**Énoncé 1**
Indiquez si chacune des affirmations suivantes concorde avec le texte sur l'exploration haptique, en répondant par oui ou par non et en citant les mots décisifs du texte. (a) Le toucher actif et le toucher passif utilisent des récepteurs différents. (b) Les patients étudiés par Valenza et ses collègues identifient des objets lorsqu'on dessine la forme sur leur peau. (c) La taille des doigts permet une appréhension globale de l'objet.
**Énoncé 2**
Recopiez, dans le texte sur l'exploration haptique, tout le passage allant de « Toutes ces considérations » jusqu'à « parmi des distracteurs. ».
**Énoncé 3**
D'après le texte sur l'exploration haptique, quelle tâche sera proposée aux sujets ?

**Texte fourni**
---*---
De plus, le toucher se décline sous deux axes, le toucher passif et le toucher actif. Si le dernier utilise les mêmes récepteurs que le premier, il n’en reste pas moins que les voies de traitement sont distinctes. Ainsi, Valenza, Ptak, Zimine, Badan, Lazeyras et Schnider (2001) ont montré que des patients cérébro-lésés, présentant une désorganisation de l’exploration haptique, avec impossibilité de mettre en œuvre des procédures exploratoires, parviennent à identifier des objets si quelqu’un dessine la forme directement sur leur peau. En revanche, ces mêmes sujets sont incapables d’identifier les formes grâce à leur exploration active. En effet, dans sa forme active, le toucher dépend de facteurs moteurs, impliquant les articulations et les muscles. De ce fait, la modalité haptique émerge du regroupement d’informations multiples (divers récepteurs cutanés (pression, chaleur, vibration,...), récepteurs musculaires et articulaires, ...) que le sujet devra analyser et confronter. Par ailleurs, l’acteur principal d’une exploration volontaire est la main. Mais la main est constituée de la paume et de cinq doigts mobiles. Ainsi, les informations peuvent provenir de six à douze lieux distincts, si les deux mains participent à l’exploration. A partir de ces nombreuses informations, le sujet devra construire une représentation unitaire de l’objet exploré. De plus, la taille des doigts n’autorise qu’une appréhension morcelée de l’objet. Ces caractéristiques rendent la modalité haptique très séquentielle. En revanche, elles permettent la mise en place de procédures exploratoires spécifiques, particulièrement intéressantes à étudier.

Toutes ces considérations nous ont amenés à nous interroger sur la possibilité d’apprendre à toucher et à explorer. Autrement dit, nous nous sommes demandés s’il est possible d’améliorer ses performances haptiques, et si les procédures exploratoires sont modifiées, dans le même temps. Nous nous intéresserons à cette question, dans une approche différentielle du statut visuel. En effet, les personnes aveugles, tardives et précoces, sont-elles comparables entre elles et se distinguent-elles des voyants, au regard de cette modalité ? L’exploration haptique de figures géométriques planes sera notre champ d’étude. Nous proposerons aux sujets une tâche de reconnaissance de figures en relief parmi des distracteurs.
---*---
**Matériel présenté**

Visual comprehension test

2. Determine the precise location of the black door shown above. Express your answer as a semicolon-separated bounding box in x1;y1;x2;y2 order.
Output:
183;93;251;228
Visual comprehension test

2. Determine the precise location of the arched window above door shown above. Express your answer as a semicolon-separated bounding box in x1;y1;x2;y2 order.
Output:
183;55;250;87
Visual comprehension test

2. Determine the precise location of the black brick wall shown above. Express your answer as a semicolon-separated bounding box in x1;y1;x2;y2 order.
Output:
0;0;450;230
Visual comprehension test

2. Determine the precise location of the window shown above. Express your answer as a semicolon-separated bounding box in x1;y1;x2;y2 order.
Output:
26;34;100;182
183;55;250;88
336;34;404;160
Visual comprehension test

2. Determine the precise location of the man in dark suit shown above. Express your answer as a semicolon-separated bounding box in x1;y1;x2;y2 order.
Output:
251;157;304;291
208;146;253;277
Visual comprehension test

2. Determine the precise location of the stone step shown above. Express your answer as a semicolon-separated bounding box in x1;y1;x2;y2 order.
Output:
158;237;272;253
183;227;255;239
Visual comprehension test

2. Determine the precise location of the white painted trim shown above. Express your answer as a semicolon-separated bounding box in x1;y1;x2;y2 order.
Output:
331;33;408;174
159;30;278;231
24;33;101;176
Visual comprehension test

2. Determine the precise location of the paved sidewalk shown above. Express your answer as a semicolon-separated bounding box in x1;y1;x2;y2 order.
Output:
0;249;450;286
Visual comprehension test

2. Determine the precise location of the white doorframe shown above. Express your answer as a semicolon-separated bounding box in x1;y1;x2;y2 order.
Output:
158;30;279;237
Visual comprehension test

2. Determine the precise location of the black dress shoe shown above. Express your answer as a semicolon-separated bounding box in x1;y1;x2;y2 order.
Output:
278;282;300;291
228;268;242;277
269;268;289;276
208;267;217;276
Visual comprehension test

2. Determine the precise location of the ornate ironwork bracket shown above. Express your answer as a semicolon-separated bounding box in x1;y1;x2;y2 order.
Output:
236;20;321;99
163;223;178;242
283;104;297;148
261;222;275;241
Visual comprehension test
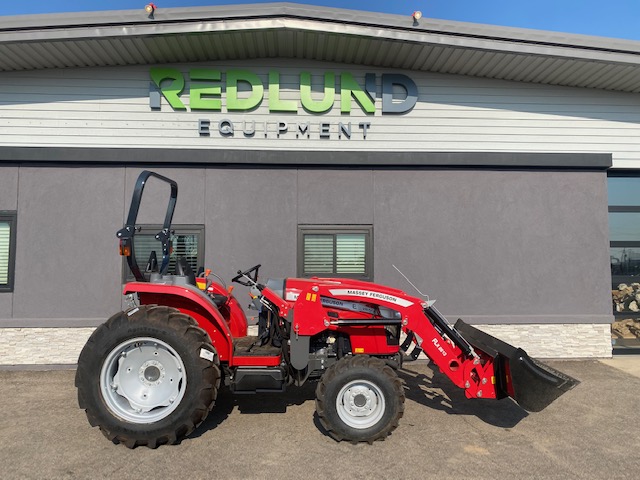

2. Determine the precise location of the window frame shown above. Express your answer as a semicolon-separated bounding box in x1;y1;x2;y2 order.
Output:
296;224;374;282
122;223;205;283
0;210;18;293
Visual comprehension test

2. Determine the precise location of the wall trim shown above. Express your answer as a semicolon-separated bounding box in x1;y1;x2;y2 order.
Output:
0;147;613;170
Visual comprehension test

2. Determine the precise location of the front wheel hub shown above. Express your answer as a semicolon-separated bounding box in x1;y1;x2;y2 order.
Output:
100;337;187;423
336;380;385;429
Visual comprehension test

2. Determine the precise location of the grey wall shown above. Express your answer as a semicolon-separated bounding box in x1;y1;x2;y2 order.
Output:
0;160;611;326
374;170;612;323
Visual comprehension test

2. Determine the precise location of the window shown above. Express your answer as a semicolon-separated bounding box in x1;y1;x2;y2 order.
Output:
608;176;640;349
123;225;204;282
298;225;373;280
0;211;16;292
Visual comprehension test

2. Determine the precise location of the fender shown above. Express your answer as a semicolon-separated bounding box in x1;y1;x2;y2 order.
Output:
122;282;233;362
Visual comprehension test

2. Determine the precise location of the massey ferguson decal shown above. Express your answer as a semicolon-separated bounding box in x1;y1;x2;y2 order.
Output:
329;288;413;307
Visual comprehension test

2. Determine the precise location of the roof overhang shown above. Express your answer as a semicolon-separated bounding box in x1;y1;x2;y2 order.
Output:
0;3;640;92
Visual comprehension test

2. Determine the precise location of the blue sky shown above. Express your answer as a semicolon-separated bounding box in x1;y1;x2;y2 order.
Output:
0;0;640;40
---*---
**Corrigé 1**
(a) Non : « Si le dernier utilise les mêmes récepteurs que le premier, il n’en reste pas moins que les voies de traitement sont distinctes. »
(b) Oui : « parviennent à identifier des objets si quelqu’un dessine la forme directement sur leur peau »
(c) Non : « la taille des doigts n’autorise qu’une appréhension morcelée de l’objet »

**Corrigé 2**
Toutes ces considérations nous ont amenés à nous interroger sur la possibilité d’apprendre à toucher et à explorer. Autrement dit, nous nous sommes demandés s’il est possible d’améliorer ses performances haptiques, et si les procédures exploratoires sont modifiées, dans le même temps. Nous nous intéresserons à cette question, dans une approche différentielle du statut visuel. En effet, les personnes aveugles, tardives et précoces, sont-elles comparables entre elles et se distinguent-elles des voyants, au regard de cette modalité ? L’exploration haptique de figures géométriques planes sera notre champ d’étude. Nous proposerons aux sujets une tâche de reconnaissance de figures en relief parmi des distracteurs.

**Corrigé 3**
Une tâche de reconnaissance de figures en relief parmi des distracteurs.